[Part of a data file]
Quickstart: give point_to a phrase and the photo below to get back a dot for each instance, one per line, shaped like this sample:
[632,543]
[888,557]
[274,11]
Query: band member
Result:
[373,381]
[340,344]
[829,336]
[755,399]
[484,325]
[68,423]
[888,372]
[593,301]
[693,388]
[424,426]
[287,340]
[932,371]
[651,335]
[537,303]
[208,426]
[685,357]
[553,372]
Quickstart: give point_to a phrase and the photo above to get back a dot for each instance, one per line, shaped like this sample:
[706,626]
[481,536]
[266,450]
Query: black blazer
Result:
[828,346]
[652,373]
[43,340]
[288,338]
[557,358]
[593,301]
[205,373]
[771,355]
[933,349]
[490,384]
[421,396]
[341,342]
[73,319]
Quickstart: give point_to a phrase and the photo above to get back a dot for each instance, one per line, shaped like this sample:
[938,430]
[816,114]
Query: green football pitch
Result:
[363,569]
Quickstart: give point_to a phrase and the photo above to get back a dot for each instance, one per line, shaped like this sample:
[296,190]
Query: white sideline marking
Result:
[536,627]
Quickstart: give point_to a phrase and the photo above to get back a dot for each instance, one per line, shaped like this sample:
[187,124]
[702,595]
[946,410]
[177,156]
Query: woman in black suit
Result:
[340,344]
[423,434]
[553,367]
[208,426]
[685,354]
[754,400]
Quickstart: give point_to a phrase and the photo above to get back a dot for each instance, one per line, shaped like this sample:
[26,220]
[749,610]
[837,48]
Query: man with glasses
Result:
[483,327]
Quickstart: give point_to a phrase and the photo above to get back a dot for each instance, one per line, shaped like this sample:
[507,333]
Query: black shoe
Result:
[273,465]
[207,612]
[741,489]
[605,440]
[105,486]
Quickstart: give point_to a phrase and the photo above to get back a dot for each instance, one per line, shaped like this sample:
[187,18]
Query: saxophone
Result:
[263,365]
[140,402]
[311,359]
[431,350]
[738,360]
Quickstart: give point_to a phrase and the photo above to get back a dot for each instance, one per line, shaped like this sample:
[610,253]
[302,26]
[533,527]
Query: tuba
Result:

[Stated task]
Output every record above exactly as it appears.

[Correct answer]
Quickstart: give point_to a phrase and the photo below to get back a dot for each instance, one per line, shaped like this sample:
[632,543]
[888,557]
[274,11]
Query: band member
Result:
[373,381]
[340,344]
[829,336]
[755,399]
[484,325]
[68,423]
[888,372]
[593,301]
[693,388]
[424,426]
[287,340]
[932,371]
[651,335]
[537,303]
[208,426]
[685,357]
[553,372]
Quickstart: give point_to a phrase and the photo above to get back a dot for each instance, one per line, shaped like this sample:
[706,626]
[481,536]
[266,450]
Query: black blazer
Result:
[828,346]
[652,373]
[43,340]
[288,338]
[557,358]
[593,301]
[205,373]
[771,355]
[933,349]
[490,384]
[421,396]
[341,342]
[73,319]
Quickstart: give point_to a phrase and the photo above to get back a dot for each instance, one per line, shaped like this sample:
[938,430]
[816,114]
Query: green football pitch
Result:
[363,569]
Quickstart: give point_to a phrase and the photo above to get back a dot for each instance, one per line, shaped like this sample:
[296,190]
Query: white sideline marking
Result:
[536,627]
Quickstart: give point_to a phrase and the photo above to get back a dot for each instance, one per line, shaped like this sample:
[187,124]
[702,595]
[946,410]
[177,156]
Query: woman in black suit
Result:
[340,344]
[423,434]
[553,367]
[208,426]
[685,354]
[754,400]
Quickstart: give point_to a phrase and the photo above to get back a dot for each instance, one per line, shaped like this sample:
[26,220]
[749,610]
[837,48]
Query: man with glasses
Result:
[483,327]
Quickstart: give point_to a phrase and the photo above to get back a dot for each instance, one per line, shaped like this sample:
[507,333]
Query: black shoe
Result:
[273,465]
[207,612]
[741,489]
[605,440]
[105,486]
Quickstart: give point_to a phrase and the photo above to get back a dot for each instance, one per line, shaped like this sample:
[187,18]
Query: saxophone
Result:
[263,365]
[140,402]
[311,359]
[431,350]
[738,360]
Quickstart: give point_to a phrase and the photo above to get back a dot for each instance, one per line, shaped like this sample:
[610,253]
[302,26]
[533,527]
Query: tuba
Result:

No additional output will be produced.